**EXTRACTED TEXT**
Maybe the lack of a feeling of accomplishment is related to the fact that your school gives them out for just showing up?

When I got my first 1st Dan, I thought it meant I was a badass. But given that I was 13, I hope I can be forgiven that bit of foolishness. 
In the many years since, promotions haven't meant much. I've gotten a couple of service awards that meant more. 


Sent from an old fashioned 300 baud acoustic modem by whistling into the handset. Not TapaTalk. Really.


----------



## ks - learning to fly (Aug 9, 2015)

Gwai Lo Dan said:


> I got my black belt a few weeks ago and the KJN asked me this question after my 1st subsequent class.
> 
> Although I know he wanted to hear "great" or something similar, my honest answer was a little disappointing in that I felt that my kicking was better before, when I was working less and going to TKD more than my current 1-2 times per week.

**REQUIREMENTS**
[1] In the forum thread, how old was the writer on receiving a first 1st Dan?
[2] Extract the portion of the forum thread between "In the many" and "(Aug 9, 2015)", inclusive.

Pointing dataset records
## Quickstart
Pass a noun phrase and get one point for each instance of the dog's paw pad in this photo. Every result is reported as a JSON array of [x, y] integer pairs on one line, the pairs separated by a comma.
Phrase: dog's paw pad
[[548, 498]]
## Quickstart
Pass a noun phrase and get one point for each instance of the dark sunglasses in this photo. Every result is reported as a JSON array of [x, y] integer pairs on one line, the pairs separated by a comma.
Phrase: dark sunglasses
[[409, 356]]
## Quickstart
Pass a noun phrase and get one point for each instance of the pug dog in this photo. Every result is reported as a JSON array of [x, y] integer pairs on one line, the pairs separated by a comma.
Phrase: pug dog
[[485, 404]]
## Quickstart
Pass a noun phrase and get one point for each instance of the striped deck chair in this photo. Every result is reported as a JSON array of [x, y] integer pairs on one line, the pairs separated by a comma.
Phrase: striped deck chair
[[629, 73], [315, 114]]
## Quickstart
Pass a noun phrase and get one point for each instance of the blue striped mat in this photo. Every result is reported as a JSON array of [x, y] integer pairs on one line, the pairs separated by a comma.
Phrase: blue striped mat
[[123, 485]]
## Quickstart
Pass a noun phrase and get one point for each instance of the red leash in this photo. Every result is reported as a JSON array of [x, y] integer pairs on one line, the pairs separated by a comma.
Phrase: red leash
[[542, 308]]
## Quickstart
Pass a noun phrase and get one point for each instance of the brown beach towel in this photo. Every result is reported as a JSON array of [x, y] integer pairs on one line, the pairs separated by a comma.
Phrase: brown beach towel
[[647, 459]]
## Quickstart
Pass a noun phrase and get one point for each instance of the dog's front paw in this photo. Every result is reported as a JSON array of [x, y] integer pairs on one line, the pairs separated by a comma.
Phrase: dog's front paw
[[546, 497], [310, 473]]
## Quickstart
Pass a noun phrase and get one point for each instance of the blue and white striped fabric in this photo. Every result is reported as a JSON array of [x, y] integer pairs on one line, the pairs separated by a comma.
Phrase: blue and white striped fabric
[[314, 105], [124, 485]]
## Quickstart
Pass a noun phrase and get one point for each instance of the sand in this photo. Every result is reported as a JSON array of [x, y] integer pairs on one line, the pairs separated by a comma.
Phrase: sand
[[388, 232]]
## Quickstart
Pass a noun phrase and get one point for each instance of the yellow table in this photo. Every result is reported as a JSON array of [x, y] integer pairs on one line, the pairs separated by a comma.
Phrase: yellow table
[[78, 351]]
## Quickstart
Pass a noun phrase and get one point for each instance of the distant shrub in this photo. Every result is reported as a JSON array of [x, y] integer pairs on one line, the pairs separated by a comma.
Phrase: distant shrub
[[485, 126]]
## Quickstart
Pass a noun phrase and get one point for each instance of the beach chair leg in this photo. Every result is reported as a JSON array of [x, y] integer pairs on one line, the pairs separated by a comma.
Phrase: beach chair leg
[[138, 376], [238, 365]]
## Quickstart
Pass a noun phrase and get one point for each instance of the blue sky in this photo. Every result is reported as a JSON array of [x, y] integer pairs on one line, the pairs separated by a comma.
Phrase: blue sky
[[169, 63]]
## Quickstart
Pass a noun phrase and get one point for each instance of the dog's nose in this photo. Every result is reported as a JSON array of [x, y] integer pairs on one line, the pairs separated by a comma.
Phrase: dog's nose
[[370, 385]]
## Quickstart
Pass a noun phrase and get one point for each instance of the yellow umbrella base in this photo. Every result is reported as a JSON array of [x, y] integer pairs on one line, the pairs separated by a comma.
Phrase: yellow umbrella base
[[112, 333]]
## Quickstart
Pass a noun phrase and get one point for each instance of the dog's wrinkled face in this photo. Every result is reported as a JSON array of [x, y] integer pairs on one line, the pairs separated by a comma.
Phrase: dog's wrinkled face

**ANSWERS TO THE EXERCISES**
[1] The writer was 13.

[2]
In the many years since, promotions haven't meant much. I've gotten a couple of service awards that meant more. 


Sent from an old fashioned 300 baud acoustic modem by whistling into the handset. Not TapaTalk. Really.


----------



## ks - learning to fly (Aug 9, 2015)